[EXERCISE TEXT — start]

His most recent credits include string and wind arrangements for two documentary films: the acclaimed Full Battle Rattle and the soon to be released (and as of yet untitled) documentary on Maternal Mortality directed by Christy Turlington. Jonathan also composed the original music for the Broadway play In The Next Room which was recently nominated for a Tony award.

Jonathan teaches composition and music theory at the Diller-Quaile School of Music.

www.jonathanbellmusic.com

Tertium Comparationis

Tertium Comparationis was premiered by 2VC in its entirety June 30, 2010 at Mannes College The New School for Music.

One of the most compelling and challenging aspects to this project has been what could be considered its obvious constraint: writing for two voices (double/triple stops notwithstanding). The gratification in this constraint has been in the way it enforces a certain meditation and consideration on dialogue, proximity, sameness/difference, and the nature of the duo, or the number two in itself, within an instrumental context where the inherent coloristic qualities of two contrasting instruments could not be drawn upon. Composing two voices for the same instrument is a seemingly simple proposition, but in practice far from it!

I. Symptom

The incipient ruminations of Symptom can be described as an obsession with certain melodic contours that float, as troubled apparitions in isolation, but find their integration and relationship with the whole over time.

II. Diagnosis

This is about cold information that usually quite mercilessly tells a version of who we are; the degree of truthfulness of this information is reflected in the amount of internal chatter we create to block it. Resistance and acceptance; in spite of the stress of continued denial, a plea is clearly expressed: let go of the sadness that was never yours.

III. Prognosis and Aria

These are the various possible outcomes; the likely scenarios for your future as your life unfolds. With as much tenderness as we may hold past wounds, the nostalgia for dysfunction must end. There are some songs that must be sung for the last time with all the transcendent grief our cells can muster.

[EXERCISE TEXT — finish]
[RECORD EXTRACTS — start]

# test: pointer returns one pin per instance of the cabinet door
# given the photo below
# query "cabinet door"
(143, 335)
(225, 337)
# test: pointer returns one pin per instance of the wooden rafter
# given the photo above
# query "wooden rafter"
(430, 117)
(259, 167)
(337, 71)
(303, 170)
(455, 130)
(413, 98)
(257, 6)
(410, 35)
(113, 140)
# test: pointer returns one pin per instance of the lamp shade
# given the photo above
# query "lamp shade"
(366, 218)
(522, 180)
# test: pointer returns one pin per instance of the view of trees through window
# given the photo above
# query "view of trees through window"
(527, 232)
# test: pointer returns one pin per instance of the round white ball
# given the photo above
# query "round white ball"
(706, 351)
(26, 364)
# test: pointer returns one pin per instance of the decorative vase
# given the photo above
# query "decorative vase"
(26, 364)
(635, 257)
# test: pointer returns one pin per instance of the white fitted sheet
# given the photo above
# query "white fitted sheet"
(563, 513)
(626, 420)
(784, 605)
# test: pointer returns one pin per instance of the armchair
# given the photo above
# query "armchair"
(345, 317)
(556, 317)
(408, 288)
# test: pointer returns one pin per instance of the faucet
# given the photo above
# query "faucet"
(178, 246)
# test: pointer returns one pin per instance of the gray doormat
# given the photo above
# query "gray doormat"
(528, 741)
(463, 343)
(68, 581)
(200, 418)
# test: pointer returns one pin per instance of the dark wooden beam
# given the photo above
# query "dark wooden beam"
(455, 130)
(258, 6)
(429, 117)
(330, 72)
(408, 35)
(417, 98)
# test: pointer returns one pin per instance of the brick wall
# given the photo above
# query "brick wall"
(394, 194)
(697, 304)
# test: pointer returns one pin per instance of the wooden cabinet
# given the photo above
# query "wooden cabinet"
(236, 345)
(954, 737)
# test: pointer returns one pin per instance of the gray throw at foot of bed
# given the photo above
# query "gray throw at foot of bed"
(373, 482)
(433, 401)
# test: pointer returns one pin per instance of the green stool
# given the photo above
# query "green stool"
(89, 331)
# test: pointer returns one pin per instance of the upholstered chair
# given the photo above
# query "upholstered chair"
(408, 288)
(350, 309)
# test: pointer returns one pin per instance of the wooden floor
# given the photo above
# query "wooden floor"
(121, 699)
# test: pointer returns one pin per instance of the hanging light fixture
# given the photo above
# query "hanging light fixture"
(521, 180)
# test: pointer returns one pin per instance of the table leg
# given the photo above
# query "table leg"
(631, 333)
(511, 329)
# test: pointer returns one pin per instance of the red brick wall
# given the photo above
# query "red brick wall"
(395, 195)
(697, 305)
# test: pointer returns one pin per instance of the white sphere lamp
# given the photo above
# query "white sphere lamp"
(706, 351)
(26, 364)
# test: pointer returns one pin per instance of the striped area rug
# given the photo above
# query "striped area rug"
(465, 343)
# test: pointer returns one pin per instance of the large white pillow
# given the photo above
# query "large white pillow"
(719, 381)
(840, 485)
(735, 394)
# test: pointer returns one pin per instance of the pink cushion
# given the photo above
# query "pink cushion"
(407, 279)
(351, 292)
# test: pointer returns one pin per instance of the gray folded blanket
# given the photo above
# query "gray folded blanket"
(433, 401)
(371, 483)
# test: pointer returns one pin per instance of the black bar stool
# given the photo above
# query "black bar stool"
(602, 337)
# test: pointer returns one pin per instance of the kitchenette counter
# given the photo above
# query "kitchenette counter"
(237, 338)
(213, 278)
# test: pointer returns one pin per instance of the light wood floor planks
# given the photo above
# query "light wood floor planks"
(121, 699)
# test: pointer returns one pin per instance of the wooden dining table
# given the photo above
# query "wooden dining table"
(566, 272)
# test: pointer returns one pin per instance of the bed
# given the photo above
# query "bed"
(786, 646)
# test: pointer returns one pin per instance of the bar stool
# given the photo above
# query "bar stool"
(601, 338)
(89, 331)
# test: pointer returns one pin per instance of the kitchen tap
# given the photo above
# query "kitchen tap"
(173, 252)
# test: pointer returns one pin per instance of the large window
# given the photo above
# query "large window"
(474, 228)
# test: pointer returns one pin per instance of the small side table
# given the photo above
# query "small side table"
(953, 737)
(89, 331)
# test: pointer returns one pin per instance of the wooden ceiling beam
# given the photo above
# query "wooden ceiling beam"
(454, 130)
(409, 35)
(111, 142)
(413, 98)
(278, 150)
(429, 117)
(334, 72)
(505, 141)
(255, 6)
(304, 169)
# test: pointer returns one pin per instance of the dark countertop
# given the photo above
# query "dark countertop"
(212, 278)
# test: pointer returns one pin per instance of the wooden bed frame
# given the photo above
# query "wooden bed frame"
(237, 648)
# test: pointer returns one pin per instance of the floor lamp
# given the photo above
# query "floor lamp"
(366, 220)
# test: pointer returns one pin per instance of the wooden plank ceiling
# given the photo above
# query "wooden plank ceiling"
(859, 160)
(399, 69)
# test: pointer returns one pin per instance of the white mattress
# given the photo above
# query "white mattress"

[RECORD EXTRACTS — finish]

TASK TO COMPLETE -
In the text on Tertium Comparationis, where was the work premiered in its entirety?

TASK SOLUTION -
At Mannes College The New School for Music.